Convert the data below into a JSON list of strings, one string per line and blank lines left out, starting at the line that contains "# test: pointer marks one dot per instance of the hedge" and running through the last line of the data.

>> Begin Source material

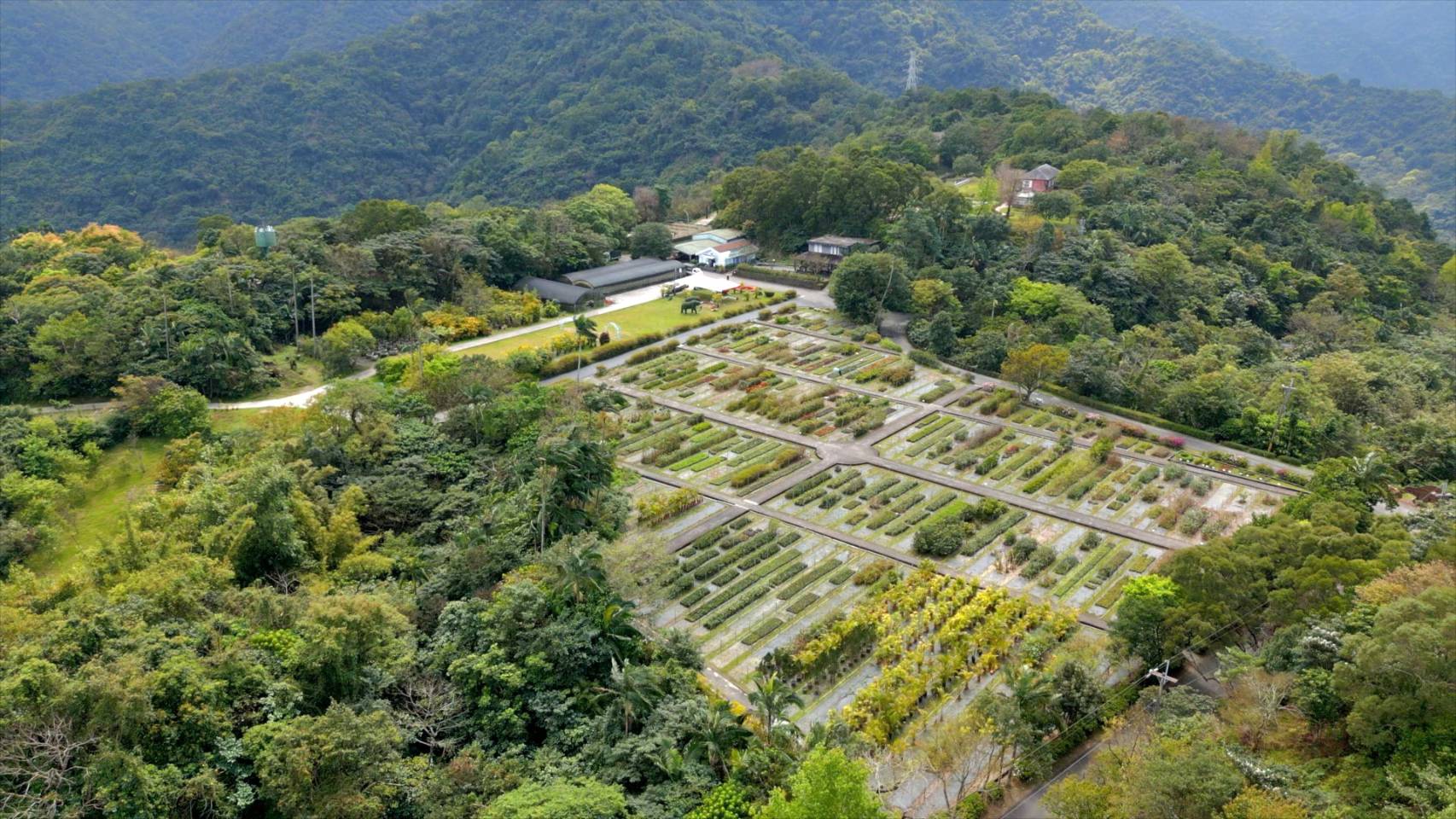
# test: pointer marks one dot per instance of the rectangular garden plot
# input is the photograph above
(752, 393)
(1156, 498)
(853, 364)
(663, 511)
(738, 588)
(702, 453)
(907, 649)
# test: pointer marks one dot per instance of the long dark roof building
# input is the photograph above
(626, 276)
(561, 293)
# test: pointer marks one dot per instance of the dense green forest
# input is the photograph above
(411, 600)
(1185, 270)
(1404, 44)
(632, 95)
(61, 47)
(89, 305)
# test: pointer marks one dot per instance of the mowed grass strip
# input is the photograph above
(657, 316)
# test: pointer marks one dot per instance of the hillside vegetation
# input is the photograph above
(526, 101)
(53, 49)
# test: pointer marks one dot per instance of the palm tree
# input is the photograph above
(618, 629)
(1373, 478)
(579, 572)
(772, 700)
(718, 732)
(632, 690)
(585, 334)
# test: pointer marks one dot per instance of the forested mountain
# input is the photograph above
(1396, 138)
(1400, 44)
(418, 596)
(51, 49)
(520, 102)
(562, 96)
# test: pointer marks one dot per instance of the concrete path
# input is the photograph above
(946, 400)
(305, 398)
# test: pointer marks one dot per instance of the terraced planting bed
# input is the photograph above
(878, 369)
(702, 453)
(668, 527)
(754, 584)
(911, 648)
(752, 393)
(826, 322)
(1163, 499)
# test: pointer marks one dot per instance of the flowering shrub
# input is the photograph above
(660, 507)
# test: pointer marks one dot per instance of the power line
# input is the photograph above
(913, 70)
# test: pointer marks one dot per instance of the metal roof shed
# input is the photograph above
(626, 276)
(561, 293)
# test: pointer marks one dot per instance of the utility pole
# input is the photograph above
(880, 307)
(313, 319)
(166, 328)
(293, 307)
(1278, 421)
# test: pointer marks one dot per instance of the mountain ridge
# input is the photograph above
(456, 103)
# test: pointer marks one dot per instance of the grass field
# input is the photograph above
(655, 316)
(125, 474)
(309, 375)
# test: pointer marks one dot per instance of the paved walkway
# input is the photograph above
(1194, 444)
(305, 398)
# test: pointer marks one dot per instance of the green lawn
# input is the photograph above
(124, 476)
(307, 375)
(655, 316)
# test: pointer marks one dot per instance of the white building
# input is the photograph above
(728, 253)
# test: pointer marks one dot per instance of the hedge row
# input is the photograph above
(600, 352)
(993, 531)
(1039, 763)
(808, 579)
(763, 630)
(748, 598)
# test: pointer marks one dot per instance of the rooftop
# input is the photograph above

>> End Source material

▸ Solution to the exercise:
[
  "# test: pointer marks one dot per instance of the hedge row",
  "# input is the photograph above",
  "(600, 352)",
  "(993, 531)",
  "(1039, 763)",
  "(808, 579)",
  "(763, 630)",
  "(748, 598)",
  "# test: pointer marks one dot per instance of the rooftop",
  "# input is the photograph above"
]